• [INFORMATION GIVEN]
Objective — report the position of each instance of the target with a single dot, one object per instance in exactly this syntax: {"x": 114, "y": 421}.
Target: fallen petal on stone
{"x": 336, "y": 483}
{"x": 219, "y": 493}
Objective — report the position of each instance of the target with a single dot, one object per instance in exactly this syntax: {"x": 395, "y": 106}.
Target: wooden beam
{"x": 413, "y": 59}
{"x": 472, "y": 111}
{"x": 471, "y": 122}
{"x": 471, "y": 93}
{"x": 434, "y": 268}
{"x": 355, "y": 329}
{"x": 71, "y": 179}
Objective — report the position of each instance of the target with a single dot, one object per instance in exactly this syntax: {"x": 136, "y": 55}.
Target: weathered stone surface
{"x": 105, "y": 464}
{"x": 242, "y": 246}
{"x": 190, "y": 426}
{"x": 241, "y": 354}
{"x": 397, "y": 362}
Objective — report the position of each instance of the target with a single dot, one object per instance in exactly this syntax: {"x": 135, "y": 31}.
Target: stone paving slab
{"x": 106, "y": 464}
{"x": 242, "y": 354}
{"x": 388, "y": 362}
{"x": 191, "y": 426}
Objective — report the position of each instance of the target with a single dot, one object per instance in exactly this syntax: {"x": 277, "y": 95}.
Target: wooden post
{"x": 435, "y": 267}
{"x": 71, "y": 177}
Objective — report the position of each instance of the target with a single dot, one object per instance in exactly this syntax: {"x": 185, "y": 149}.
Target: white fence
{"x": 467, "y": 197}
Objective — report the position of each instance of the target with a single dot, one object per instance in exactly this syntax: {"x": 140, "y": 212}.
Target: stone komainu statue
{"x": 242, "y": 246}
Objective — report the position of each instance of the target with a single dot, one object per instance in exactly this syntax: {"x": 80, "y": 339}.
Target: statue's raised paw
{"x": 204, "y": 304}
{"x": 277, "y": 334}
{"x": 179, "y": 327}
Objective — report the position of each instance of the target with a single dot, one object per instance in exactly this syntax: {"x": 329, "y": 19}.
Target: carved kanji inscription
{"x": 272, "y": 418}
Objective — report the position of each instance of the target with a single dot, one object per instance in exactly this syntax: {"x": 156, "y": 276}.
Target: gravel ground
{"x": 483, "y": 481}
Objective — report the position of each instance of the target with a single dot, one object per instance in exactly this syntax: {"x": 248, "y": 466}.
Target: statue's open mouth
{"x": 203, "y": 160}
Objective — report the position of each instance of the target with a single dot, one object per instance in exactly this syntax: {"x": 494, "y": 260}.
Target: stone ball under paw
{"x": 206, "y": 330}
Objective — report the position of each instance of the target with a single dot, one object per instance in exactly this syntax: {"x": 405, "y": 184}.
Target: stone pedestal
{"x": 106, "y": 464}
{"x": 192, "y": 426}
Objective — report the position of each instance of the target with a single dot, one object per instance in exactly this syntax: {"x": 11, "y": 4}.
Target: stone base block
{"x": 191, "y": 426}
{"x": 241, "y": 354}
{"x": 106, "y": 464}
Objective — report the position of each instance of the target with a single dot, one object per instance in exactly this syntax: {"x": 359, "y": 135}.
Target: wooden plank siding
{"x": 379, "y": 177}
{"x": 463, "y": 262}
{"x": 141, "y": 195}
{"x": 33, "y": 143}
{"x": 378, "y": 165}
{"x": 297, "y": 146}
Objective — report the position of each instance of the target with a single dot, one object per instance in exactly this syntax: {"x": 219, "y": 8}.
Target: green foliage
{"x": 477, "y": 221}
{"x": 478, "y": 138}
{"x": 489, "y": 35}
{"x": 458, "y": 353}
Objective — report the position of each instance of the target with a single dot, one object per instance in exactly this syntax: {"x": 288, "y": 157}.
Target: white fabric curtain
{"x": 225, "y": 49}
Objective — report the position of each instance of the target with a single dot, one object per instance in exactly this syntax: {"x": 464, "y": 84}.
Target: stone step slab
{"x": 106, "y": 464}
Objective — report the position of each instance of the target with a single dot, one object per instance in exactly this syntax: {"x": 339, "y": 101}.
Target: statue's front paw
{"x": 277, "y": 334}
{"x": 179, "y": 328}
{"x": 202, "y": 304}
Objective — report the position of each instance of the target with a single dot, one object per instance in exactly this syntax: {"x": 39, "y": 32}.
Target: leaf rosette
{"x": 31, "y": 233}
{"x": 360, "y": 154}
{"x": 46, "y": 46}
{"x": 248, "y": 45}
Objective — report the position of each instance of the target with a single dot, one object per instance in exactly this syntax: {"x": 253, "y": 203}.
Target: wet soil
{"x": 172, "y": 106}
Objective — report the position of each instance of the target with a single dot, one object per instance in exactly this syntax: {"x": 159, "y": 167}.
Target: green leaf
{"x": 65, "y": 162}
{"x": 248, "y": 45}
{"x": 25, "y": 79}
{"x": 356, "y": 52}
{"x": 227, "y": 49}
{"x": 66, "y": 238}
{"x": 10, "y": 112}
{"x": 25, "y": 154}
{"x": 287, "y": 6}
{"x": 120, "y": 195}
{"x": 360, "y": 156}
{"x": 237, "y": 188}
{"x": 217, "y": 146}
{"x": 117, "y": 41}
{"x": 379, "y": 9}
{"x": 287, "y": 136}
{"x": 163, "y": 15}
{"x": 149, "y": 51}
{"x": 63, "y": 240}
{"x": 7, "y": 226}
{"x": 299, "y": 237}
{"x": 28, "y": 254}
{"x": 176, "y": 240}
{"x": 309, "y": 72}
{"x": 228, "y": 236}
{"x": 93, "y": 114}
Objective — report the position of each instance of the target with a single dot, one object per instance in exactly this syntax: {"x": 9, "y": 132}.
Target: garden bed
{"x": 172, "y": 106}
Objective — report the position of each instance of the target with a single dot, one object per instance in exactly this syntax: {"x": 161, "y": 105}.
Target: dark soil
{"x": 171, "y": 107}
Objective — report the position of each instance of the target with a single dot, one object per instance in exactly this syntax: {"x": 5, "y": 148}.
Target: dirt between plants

• [DIRECTIONS FOR THIS TASK]
Restate the data exactly, keeping every line intact.

• [PROBLEM SOLUTION]
Objective — report the position of each instance of the target with a single dot, one object per instance in exactly this syntax: {"x": 114, "y": 421}.
Target: fallen petal on stone
{"x": 336, "y": 483}
{"x": 219, "y": 493}
Objective — report the position of each instance of the target with a single dot, one object per instance in exactly this syntax: {"x": 395, "y": 106}.
Target: wooden beam
{"x": 413, "y": 59}
{"x": 472, "y": 111}
{"x": 471, "y": 122}
{"x": 471, "y": 93}
{"x": 434, "y": 268}
{"x": 355, "y": 329}
{"x": 71, "y": 179}
Objective — report the position of each instance of the target with a single dot, one object per instance in exactly this syntax: {"x": 136, "y": 55}.
Target: weathered stone surface
{"x": 105, "y": 464}
{"x": 242, "y": 246}
{"x": 190, "y": 426}
{"x": 241, "y": 354}
{"x": 397, "y": 362}
Objective — report the position of each instance of the target with a single dot, one object per instance in exactly this syntax: {"x": 135, "y": 31}.
Target: stone paving slab
{"x": 106, "y": 464}
{"x": 242, "y": 354}
{"x": 388, "y": 362}
{"x": 191, "y": 426}
Objective — report the position of each instance of the target with a single dot, one object per instance in exactly this syntax: {"x": 277, "y": 95}.
Target: wooden post
{"x": 435, "y": 267}
{"x": 71, "y": 177}
Objective — report the position of each instance of the target with a single dot, one object per instance in exactly this syntax: {"x": 185, "y": 149}.
Target: white fence
{"x": 467, "y": 197}
Objective — report the position of each instance of the target with a single dot, one object per instance in exactly this syntax: {"x": 140, "y": 212}.
Target: stone komainu statue
{"x": 242, "y": 246}
Objective — report the position of each instance of the target with a single dot, one object per instance in exactly this syntax: {"x": 80, "y": 339}.
Target: statue's raised paw
{"x": 204, "y": 304}
{"x": 277, "y": 334}
{"x": 179, "y": 327}
Objective — report the position of each instance of the target with a single dot, one object per instance in exactly this syntax: {"x": 329, "y": 19}.
Target: carved kanji inscription
{"x": 272, "y": 418}
Objective — report the position of each instance of the target with a single dot, one object per instance in exactly this syntax: {"x": 156, "y": 276}.
Target: gravel ground
{"x": 483, "y": 481}
Objective — report the position of each instance of the target with a single dot, one object per instance in exactly this syntax: {"x": 248, "y": 466}.
Target: statue's open mouth
{"x": 203, "y": 160}
Objective — report the position of each instance of the target with a single dot, one object per instance in exactly this syntax: {"x": 494, "y": 260}.
Target: stone ball under paw
{"x": 206, "y": 330}
Objective — report the position of each instance of the target with a single dot, one object per instance in exactly this syntax: {"x": 405, "y": 184}.
Target: stone pedestal
{"x": 106, "y": 464}
{"x": 192, "y": 426}
Objective — report the position of each instance of the target with a single dot, one object per instance in exactly this syntax: {"x": 11, "y": 4}.
Target: stone base block
{"x": 191, "y": 426}
{"x": 241, "y": 354}
{"x": 106, "y": 464}
Objective — report the position of each instance of the target with a single dot, one object per instance in exactly this syntax: {"x": 359, "y": 135}.
Target: wooden plank siding
{"x": 379, "y": 177}
{"x": 463, "y": 262}
{"x": 141, "y": 195}
{"x": 33, "y": 143}
{"x": 378, "y": 165}
{"x": 297, "y": 146}
Objective — report the position of each instance of the target with a single dot, one object per instance in exactly this syntax: {"x": 219, "y": 8}.
Target: green foliage
{"x": 477, "y": 221}
{"x": 478, "y": 138}
{"x": 489, "y": 35}
{"x": 458, "y": 353}
Objective — report the position of each instance of the target with a single dot, one object per instance in exactly this syntax: {"x": 288, "y": 157}.
Target: white fabric curtain
{"x": 225, "y": 49}
Objective — report the position of each instance of the target with a single dot, one object per instance in exactly this syntax: {"x": 464, "y": 84}.
Target: stone step slab
{"x": 106, "y": 464}
Objective — report the position of each instance of the target with a single dot, one object per instance in exactly this syntax: {"x": 339, "y": 101}.
Target: statue's front paw
{"x": 277, "y": 334}
{"x": 179, "y": 328}
{"x": 202, "y": 304}
Objective — report the position of each instance of the target with a single dot, one object per instance in exactly this syntax: {"x": 39, "y": 32}.
Target: leaf rosette
{"x": 31, "y": 233}
{"x": 360, "y": 154}
{"x": 46, "y": 46}
{"x": 248, "y": 45}
Objective — report the position of each instance of the target with a single dot, one object per instance in exactly this syntax: {"x": 253, "y": 203}.
Target: wet soil
{"x": 172, "y": 106}
Objective — report the position of each instance of the target with a single dot, one object per instance in exactly this syntax: {"x": 159, "y": 167}.
Target: green leaf
{"x": 65, "y": 162}
{"x": 248, "y": 45}
{"x": 25, "y": 79}
{"x": 356, "y": 52}
{"x": 227, "y": 49}
{"x": 66, "y": 238}
{"x": 10, "y": 112}
{"x": 25, "y": 154}
{"x": 287, "y": 6}
{"x": 120, "y": 195}
{"x": 360, "y": 156}
{"x": 237, "y": 188}
{"x": 217, "y": 146}
{"x": 117, "y": 41}
{"x": 379, "y": 9}
{"x": 287, "y": 136}
{"x": 163, "y": 15}
{"x": 149, "y": 51}
{"x": 63, "y": 240}
{"x": 7, "y": 226}
{"x": 299, "y": 237}
{"x": 28, "y": 254}
{"x": 176, "y": 240}
{"x": 309, "y": 72}
{"x": 228, "y": 236}
{"x": 93, "y": 114}
Objective — report the position of each instance of the target with a single dot, one object per instance in exactly this syntax: {"x": 9, "y": 132}.
Target: garden bed
{"x": 172, "y": 106}
Objective — report the position of each instance of the target with a single dot, one object per instance in exactly this syntax: {"x": 161, "y": 105}.
Target: dark soil
{"x": 171, "y": 107}
Objective — report the position of each instance of the target with a single dot, one object per instance in exactly this syntax: {"x": 5, "y": 148}.
Target: dirt between plants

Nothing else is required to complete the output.